CHALLENGE.
Switch "beige" to "blue" in the rows, beginning at the line that has "Task: the pointer indicates each instance of the woman in" and stopping after the line that has "[[512, 183]]". Give back only those lines, with nothing else changed.
------
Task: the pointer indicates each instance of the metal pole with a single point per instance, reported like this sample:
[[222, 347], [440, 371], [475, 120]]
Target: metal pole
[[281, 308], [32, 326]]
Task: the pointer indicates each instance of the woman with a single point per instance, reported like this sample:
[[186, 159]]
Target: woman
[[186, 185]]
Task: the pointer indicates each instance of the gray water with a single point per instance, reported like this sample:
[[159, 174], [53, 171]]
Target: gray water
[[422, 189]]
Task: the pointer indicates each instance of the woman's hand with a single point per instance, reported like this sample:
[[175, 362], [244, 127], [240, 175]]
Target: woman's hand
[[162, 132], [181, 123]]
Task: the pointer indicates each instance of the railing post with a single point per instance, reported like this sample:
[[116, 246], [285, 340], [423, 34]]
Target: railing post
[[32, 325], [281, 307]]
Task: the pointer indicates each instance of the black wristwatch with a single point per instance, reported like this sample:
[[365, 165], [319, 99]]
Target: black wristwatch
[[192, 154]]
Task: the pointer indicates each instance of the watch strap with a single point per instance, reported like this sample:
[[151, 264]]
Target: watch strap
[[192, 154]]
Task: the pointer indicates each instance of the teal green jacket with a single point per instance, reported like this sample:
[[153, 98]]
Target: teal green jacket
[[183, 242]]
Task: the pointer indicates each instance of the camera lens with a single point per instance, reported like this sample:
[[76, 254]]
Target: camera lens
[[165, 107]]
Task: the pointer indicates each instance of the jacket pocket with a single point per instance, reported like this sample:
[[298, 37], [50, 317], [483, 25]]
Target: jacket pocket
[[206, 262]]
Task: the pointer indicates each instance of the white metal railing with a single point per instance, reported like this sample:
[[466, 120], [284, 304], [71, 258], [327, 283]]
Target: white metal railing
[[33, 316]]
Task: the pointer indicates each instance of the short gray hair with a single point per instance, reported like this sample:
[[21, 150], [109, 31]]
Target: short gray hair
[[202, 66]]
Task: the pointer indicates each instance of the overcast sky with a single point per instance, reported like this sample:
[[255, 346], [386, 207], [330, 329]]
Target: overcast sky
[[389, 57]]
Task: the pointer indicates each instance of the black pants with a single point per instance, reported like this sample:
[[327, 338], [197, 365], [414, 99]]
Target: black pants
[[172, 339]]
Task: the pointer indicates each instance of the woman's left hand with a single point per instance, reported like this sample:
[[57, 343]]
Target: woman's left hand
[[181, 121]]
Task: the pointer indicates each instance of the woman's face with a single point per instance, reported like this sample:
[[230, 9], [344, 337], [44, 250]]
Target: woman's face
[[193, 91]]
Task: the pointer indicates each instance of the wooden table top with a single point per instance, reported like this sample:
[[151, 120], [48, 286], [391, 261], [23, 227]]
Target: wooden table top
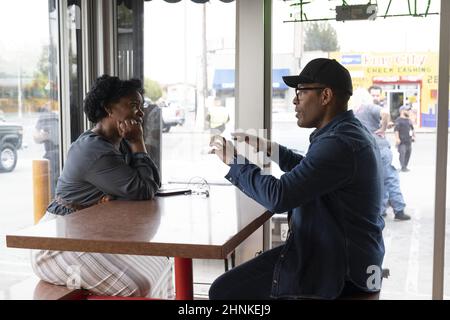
[[189, 226]]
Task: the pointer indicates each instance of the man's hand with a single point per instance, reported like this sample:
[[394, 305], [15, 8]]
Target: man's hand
[[223, 148], [132, 131], [258, 144], [380, 133]]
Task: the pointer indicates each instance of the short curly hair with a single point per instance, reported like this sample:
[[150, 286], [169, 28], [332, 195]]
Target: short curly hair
[[105, 90]]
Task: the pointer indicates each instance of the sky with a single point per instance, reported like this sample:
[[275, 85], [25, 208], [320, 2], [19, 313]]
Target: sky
[[24, 30]]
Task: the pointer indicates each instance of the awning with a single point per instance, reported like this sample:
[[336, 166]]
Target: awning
[[224, 79], [277, 79], [196, 1]]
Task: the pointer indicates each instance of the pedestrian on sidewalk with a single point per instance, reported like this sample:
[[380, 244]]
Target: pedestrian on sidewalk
[[376, 119], [404, 136]]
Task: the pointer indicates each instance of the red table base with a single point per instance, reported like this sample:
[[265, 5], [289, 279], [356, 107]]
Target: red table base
[[184, 285]]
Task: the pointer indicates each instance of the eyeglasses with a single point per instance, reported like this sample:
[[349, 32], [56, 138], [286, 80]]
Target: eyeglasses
[[300, 91]]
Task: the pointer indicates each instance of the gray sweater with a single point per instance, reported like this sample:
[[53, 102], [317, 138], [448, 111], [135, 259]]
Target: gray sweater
[[94, 169]]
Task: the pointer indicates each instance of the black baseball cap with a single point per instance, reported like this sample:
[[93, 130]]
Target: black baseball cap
[[325, 71]]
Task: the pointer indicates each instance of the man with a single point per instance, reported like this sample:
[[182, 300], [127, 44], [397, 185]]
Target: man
[[404, 136], [333, 197], [375, 118]]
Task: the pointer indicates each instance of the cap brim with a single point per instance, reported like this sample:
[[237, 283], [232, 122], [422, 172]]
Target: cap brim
[[294, 81]]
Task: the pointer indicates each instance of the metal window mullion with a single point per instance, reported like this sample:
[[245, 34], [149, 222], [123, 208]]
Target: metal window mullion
[[88, 48], [267, 230], [441, 153], [64, 78]]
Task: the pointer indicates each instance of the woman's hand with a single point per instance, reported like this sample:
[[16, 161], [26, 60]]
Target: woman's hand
[[259, 144], [131, 130], [223, 148]]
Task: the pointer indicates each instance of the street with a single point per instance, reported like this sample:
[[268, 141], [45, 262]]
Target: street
[[409, 244]]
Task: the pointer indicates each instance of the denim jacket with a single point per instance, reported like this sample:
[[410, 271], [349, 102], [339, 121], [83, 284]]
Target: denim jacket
[[333, 197]]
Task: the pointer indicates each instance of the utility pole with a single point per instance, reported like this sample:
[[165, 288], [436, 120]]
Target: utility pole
[[204, 67], [19, 88]]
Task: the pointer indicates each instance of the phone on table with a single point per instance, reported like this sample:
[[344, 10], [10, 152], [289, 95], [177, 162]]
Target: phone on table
[[172, 192]]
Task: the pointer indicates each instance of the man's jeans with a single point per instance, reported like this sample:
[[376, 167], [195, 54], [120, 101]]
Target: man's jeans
[[404, 149], [392, 193]]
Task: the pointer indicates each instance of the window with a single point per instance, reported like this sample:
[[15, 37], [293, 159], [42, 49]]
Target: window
[[189, 72]]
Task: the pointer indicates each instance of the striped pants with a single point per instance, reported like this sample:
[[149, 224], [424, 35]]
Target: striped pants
[[106, 274]]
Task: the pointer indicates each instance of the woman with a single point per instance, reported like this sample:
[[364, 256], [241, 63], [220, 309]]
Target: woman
[[106, 163]]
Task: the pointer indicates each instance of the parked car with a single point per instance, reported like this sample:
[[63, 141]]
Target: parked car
[[10, 141], [171, 112]]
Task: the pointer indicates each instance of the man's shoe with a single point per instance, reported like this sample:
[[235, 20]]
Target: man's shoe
[[401, 216]]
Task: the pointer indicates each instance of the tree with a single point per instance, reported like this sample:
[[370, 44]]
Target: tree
[[320, 36], [152, 89]]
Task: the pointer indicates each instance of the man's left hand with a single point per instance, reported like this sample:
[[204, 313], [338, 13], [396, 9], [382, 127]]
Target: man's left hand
[[223, 148]]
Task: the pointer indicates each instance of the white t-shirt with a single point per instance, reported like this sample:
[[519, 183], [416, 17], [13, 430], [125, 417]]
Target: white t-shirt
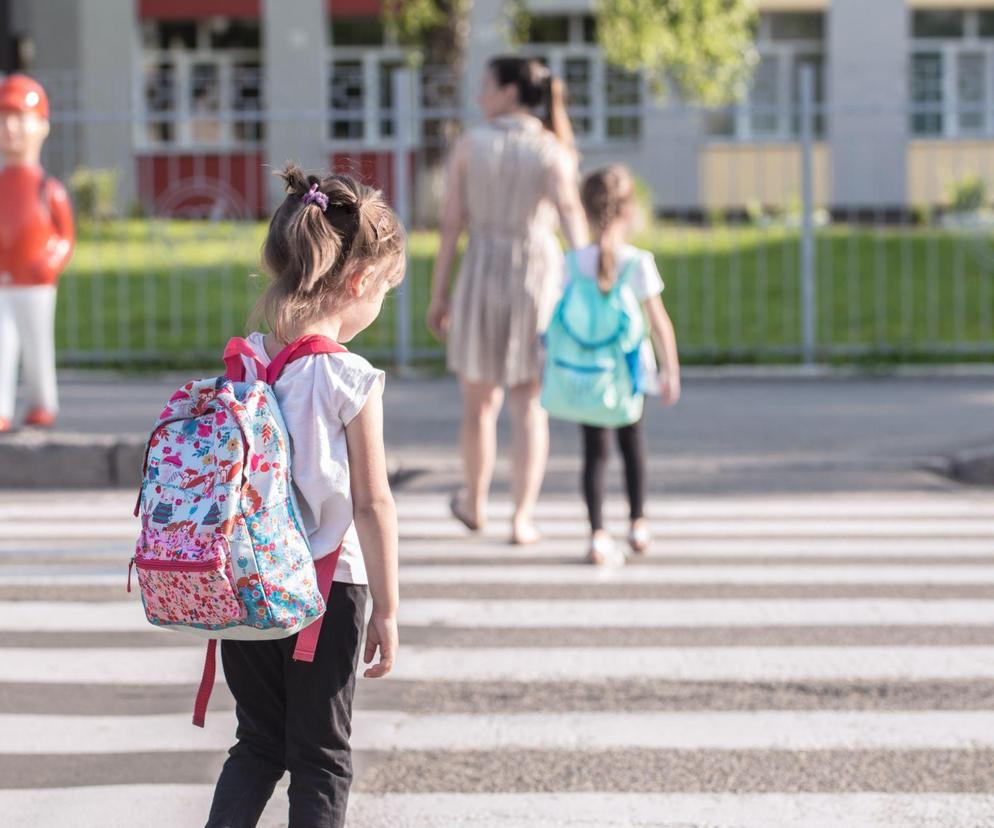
[[644, 277], [319, 395], [645, 282]]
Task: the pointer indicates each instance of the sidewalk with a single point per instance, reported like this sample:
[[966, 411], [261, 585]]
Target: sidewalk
[[732, 432]]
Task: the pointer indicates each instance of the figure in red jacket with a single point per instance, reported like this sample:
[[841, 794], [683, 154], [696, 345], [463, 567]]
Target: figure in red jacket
[[37, 237]]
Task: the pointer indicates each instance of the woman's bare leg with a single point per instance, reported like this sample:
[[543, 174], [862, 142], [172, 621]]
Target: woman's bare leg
[[481, 406], [530, 454]]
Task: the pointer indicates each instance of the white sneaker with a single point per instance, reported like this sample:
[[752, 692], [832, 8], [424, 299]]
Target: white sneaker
[[639, 538], [604, 552]]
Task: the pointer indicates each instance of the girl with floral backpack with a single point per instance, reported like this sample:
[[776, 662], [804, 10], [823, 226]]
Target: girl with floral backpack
[[266, 511]]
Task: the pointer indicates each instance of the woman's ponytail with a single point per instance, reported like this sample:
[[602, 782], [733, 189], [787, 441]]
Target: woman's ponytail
[[538, 89]]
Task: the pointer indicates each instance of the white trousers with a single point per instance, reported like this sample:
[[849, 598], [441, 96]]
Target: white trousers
[[27, 331]]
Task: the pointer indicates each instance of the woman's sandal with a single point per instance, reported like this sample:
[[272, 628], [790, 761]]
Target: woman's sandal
[[455, 507], [526, 538]]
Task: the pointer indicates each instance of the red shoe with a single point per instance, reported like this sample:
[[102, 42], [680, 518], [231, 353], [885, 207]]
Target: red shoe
[[40, 418]]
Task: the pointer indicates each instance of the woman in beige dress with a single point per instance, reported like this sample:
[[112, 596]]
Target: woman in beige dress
[[512, 183]]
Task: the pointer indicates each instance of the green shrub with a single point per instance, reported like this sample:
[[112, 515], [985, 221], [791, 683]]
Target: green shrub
[[94, 192], [968, 194]]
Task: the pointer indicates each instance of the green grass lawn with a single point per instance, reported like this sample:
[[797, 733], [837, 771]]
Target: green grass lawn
[[173, 292]]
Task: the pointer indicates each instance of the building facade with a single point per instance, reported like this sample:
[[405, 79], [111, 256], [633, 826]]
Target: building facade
[[193, 101]]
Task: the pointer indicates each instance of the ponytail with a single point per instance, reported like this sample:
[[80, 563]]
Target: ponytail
[[607, 194], [556, 116], [607, 269], [537, 89]]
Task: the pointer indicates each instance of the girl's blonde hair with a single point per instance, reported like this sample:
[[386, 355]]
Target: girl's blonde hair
[[325, 229], [606, 194]]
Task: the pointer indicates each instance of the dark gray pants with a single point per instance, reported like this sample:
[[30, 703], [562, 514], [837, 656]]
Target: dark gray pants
[[293, 716]]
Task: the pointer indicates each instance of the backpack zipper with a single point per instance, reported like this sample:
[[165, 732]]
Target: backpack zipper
[[177, 566]]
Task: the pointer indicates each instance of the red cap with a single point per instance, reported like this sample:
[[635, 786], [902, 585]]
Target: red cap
[[19, 93]]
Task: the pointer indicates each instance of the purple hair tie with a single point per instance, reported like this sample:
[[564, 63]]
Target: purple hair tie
[[315, 196]]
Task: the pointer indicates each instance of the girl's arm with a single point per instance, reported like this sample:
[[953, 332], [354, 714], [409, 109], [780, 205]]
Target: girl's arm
[[376, 524], [565, 194], [453, 220], [664, 338]]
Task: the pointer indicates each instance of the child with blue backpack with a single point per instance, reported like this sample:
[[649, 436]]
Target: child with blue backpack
[[599, 353], [333, 250]]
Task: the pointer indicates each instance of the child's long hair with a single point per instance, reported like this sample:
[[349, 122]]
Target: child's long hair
[[316, 239], [607, 194]]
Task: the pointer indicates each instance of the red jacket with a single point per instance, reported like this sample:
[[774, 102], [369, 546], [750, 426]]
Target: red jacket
[[37, 233]]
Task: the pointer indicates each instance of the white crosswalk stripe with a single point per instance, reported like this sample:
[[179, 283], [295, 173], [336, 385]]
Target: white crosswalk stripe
[[469, 735]]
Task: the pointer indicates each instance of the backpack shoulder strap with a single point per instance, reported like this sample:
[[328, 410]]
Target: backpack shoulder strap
[[234, 368], [573, 265], [298, 349]]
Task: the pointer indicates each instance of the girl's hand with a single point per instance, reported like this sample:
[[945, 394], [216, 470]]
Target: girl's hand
[[438, 318], [381, 634], [669, 387]]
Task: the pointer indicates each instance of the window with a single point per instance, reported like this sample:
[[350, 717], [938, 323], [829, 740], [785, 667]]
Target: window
[[361, 106], [605, 103], [952, 73], [796, 26], [770, 108], [202, 84], [937, 24]]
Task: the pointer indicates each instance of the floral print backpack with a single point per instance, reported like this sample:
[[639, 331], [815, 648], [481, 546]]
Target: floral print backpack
[[221, 552]]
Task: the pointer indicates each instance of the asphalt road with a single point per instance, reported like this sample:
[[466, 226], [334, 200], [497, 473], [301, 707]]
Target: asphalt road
[[796, 659]]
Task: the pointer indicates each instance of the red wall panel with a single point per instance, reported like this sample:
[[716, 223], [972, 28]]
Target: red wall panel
[[353, 8], [219, 185]]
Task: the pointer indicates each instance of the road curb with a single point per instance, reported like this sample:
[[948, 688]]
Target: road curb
[[975, 466], [38, 460]]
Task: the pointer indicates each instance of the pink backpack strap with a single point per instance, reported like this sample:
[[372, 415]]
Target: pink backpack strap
[[307, 638], [298, 349], [206, 684], [234, 368]]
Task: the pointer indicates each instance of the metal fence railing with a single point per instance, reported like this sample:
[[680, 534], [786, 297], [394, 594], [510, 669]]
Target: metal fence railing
[[775, 260]]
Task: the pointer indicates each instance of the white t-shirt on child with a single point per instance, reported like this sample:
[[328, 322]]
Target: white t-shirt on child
[[644, 278], [645, 282], [318, 396]]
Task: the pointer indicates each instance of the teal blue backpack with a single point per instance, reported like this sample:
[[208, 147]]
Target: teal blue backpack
[[592, 346]]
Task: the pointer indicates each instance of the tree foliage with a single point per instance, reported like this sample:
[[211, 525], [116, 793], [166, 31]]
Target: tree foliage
[[704, 48]]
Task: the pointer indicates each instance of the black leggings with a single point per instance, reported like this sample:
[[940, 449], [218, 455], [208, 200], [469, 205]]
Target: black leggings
[[595, 450], [293, 716]]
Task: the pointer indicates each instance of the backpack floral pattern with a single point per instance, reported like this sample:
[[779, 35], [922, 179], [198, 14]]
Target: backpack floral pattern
[[221, 548]]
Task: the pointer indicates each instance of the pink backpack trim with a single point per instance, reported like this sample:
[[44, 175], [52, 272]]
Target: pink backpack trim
[[306, 646], [308, 345]]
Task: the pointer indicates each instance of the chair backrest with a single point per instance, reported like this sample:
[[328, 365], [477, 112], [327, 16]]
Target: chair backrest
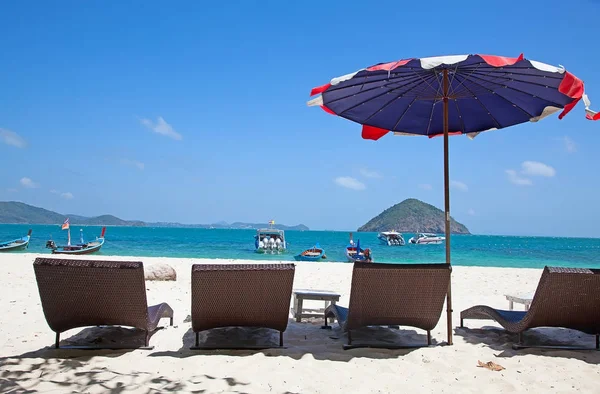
[[81, 293], [397, 294], [250, 295], [567, 297]]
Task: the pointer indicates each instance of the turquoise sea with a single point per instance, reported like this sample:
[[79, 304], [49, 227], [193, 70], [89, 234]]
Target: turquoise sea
[[468, 250]]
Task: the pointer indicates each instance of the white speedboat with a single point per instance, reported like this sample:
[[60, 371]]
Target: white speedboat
[[391, 238], [427, 239], [270, 240]]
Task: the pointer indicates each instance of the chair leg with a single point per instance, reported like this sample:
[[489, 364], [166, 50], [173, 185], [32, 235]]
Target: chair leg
[[326, 326]]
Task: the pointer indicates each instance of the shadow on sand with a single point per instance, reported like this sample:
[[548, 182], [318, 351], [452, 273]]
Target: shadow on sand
[[72, 370], [502, 341]]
------
SOLUTION FOR THIS TASK.
Task: the pointer indicates each instance of the woman in blue dress with a single point per instance, reported like this sample:
[[112, 596]]
Target: woman in blue dress
[[512, 183]]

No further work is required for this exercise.